| Stored data entries |
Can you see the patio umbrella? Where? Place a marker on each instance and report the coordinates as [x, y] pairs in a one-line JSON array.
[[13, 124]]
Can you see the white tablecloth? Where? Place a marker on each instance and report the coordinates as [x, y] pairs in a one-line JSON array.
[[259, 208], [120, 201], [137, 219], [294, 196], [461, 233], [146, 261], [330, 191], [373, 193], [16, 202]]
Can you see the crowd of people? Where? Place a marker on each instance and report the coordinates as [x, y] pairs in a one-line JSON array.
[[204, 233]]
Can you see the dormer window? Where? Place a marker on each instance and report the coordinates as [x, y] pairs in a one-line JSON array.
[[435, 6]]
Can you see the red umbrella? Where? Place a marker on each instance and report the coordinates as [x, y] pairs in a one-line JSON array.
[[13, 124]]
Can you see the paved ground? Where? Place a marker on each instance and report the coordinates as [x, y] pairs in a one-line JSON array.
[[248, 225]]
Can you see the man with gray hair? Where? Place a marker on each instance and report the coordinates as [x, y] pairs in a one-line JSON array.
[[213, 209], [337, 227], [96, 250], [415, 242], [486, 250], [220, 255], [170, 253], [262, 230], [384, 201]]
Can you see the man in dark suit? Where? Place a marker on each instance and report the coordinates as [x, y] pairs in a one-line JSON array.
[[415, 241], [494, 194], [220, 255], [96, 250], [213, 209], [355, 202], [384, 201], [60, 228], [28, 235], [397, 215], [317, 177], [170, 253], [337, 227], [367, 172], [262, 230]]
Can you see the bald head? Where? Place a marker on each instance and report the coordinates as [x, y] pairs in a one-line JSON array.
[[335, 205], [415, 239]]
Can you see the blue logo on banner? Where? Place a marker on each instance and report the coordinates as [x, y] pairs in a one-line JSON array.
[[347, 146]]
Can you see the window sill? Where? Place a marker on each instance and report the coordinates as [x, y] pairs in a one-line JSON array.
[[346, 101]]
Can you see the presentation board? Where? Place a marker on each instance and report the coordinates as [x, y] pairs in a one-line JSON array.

| Short exercise |
Please recast the material above as a Markdown table with two columns, Row and Line, giving each line its own numbered row and leaving out blank lines.

| Expected answer |
| Row | Line |
|---|---|
| 1 | Can you see the patio umbrella? Where? Place a marker on each instance and report the coordinates as [x, y] pairs in a one-line JSON array. |
| 2 | [[13, 124]] |
| 3 | Can you see the white tablecloth? Where? Place a marker on each instance and report the coordinates as [x, y] pairs in a one-line JSON array. |
| 4 | [[259, 208], [120, 201], [137, 219], [294, 196], [461, 233], [146, 261], [330, 191], [373, 193], [16, 202]] |
| 5 | Can you see the crowd of people? Where? Place a marker on each instance and report the coordinates as [x, y] pairs in a one-line JSON array. |
| 6 | [[204, 233]] |
| 7 | Can you see the dormer window? Where? Place a marker on each instance and report the coordinates as [x, y] pairs in a one-line JSON array. |
| 8 | [[435, 6]] |
| 9 | Can you see the red umbrella? Where? Place a marker on each instance and report the coordinates as [x, y] pairs in a one-line JSON array. |
| 10 | [[13, 124]] |
| 11 | Can you see the paved ground? Where? Place a marker on each instance and report the coordinates as [x, y] pairs in a one-line JSON array. |
| 12 | [[248, 225]] |
| 13 | Can you see the man with gray hair? Where? Place a marker on each instance and report the coordinates as [x, y] pairs in a one-line JSON array. |
| 14 | [[213, 209], [337, 227], [96, 250], [415, 242], [486, 250], [220, 255], [170, 253], [262, 230], [384, 201]] |
| 15 | Can you see the man in dark suit? Where? Place a marker on each instance and report the coordinates as [x, y] pairs in a one-line JSON array. |
| 16 | [[415, 241], [494, 194], [220, 255], [96, 250], [213, 209], [355, 202], [384, 201], [60, 228], [28, 235], [397, 215], [317, 177], [170, 253], [337, 227], [367, 172], [262, 230]] |
| 17 | Can you see the bald head? Where? Place a marker on each instance and report the coordinates as [x, y] pairs in a one-line JSON array. |
| 18 | [[335, 205], [415, 239]] |
| 19 | Can you see the blue logo on banner? Where? Place a marker on each instance and report the coordinates as [x, y] pairs in a one-line JSON array. |
| 20 | [[347, 146]] |
| 21 | Can you see the window sill? Where? Place a marker on each instance and report the coordinates as [x, y] pairs in a one-line JSON array. |
| 22 | [[346, 101]] |
| 23 | Can you see the presentation board? Where? Place a marker on each instance and report the coordinates as [x, y] pairs in a one-line JSON array. |